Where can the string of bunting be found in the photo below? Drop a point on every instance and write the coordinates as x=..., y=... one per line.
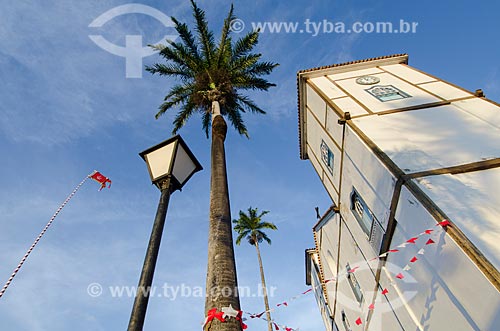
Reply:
x=412, y=241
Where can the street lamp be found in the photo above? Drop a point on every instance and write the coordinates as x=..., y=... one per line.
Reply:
x=170, y=166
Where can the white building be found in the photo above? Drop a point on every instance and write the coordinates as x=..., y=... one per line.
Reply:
x=398, y=151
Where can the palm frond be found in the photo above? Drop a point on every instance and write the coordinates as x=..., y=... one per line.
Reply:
x=250, y=225
x=187, y=38
x=245, y=44
x=224, y=49
x=211, y=72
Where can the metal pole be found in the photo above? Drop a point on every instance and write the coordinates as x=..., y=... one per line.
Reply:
x=142, y=296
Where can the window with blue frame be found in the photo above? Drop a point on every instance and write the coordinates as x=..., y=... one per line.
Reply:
x=387, y=93
x=361, y=212
x=327, y=156
x=356, y=288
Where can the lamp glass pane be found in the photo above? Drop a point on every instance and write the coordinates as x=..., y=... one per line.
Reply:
x=183, y=166
x=159, y=160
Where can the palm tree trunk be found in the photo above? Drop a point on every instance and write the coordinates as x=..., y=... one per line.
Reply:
x=264, y=289
x=222, y=285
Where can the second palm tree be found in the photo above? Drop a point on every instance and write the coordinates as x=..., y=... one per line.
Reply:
x=251, y=226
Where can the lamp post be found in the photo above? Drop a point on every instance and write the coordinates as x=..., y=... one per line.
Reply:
x=171, y=164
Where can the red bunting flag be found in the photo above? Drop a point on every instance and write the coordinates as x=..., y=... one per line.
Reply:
x=101, y=179
x=240, y=319
x=353, y=269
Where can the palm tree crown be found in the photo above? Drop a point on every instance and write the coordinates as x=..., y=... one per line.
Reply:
x=250, y=226
x=211, y=72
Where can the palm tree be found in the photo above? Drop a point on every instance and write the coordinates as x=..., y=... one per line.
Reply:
x=250, y=226
x=211, y=76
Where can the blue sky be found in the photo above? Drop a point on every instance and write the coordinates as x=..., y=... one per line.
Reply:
x=67, y=108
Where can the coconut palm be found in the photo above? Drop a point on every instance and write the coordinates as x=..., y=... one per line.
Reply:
x=211, y=76
x=250, y=226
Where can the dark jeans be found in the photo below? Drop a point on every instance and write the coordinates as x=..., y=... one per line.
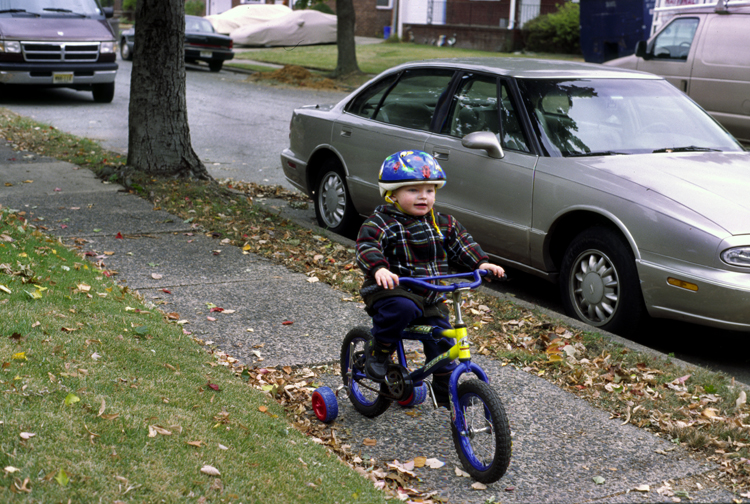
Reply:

::::::

• [Task objective]: After dropping every picture, transcribe each entry exactly.

• [Exercise result]:
Where can the string of bunting be found in the photo below? Drop a point on every instance and write the coordinates as x=..., y=... one per line.
Reply:
x=412, y=241
Where can the street lamp be found in the photo above? Drop a point on every instance and write the coordinates as x=..., y=... one per line.
Reply:
x=170, y=166
Where can the white building be found in the photo above? Drop a point on every instance and write the coordinates as x=..., y=... one per line.
Reply:
x=398, y=151
Where can the palm frond be found in the photo above? Drop a point on every instance and write the coordinates as x=..., y=... one per line.
Reply:
x=250, y=225
x=187, y=38
x=245, y=44
x=224, y=49
x=211, y=72
Where can the metal pole be found in the photo above? Drop a point on every instance and write the coordinates as x=..., y=... one per line.
Reply:
x=142, y=296
Where can the window with blue frame be found in the photo above? Drop a point on every instance and write the coordinates as x=..., y=... one per line.
Reply:
x=387, y=93
x=361, y=212
x=327, y=156
x=356, y=288
Where can the lamp glass pane be found in the photo above? Drop a point on every instance and write the coordinates as x=..., y=... one per line.
Reply:
x=183, y=166
x=159, y=160
Where can the palm tree trunk be found in the photo above? Drop a point on every instance and write the coordinates as x=..., y=... one per line.
Reply:
x=264, y=289
x=222, y=285
Where can the second palm tree be found in the photo above? Drop a point on every instance and write the coordinates as x=..., y=... one per line.
Reply:
x=251, y=226
Where can the lamp post be found in the photo above? Drop a point on every instance and write the coordinates as x=..., y=... one per line.
Reply:
x=171, y=164
Where can the red bunting flag be found in the photo above? Drop a point on every instance and write the coordinates as x=..., y=... one per line.
Reply:
x=101, y=179
x=240, y=319
x=353, y=269
Where can the palm tree crown be found in the photo above? Drop a point on every instance and write the coordinates as x=..., y=... one per line.
Reply:
x=250, y=226
x=211, y=72
Where can the palm tree be found in the photo above? Drop a point on every instance and write the coordinates as x=..., y=... one per line.
Reply:
x=250, y=226
x=211, y=76
Where can the blue sky be found in the photo above? Drop a point on every instance and write the coordinates as x=..., y=... one per line.
Reply:
x=67, y=108
Where can the coconut palm be found in the photo above? Drop a point on every instance and write the coordinates as x=..., y=... one per line.
Reply:
x=211, y=76
x=250, y=226
Where can the dark jeans be found in the photo below? Drop a point on every instance and write the coordinates as x=..., y=... one per line.
Reply:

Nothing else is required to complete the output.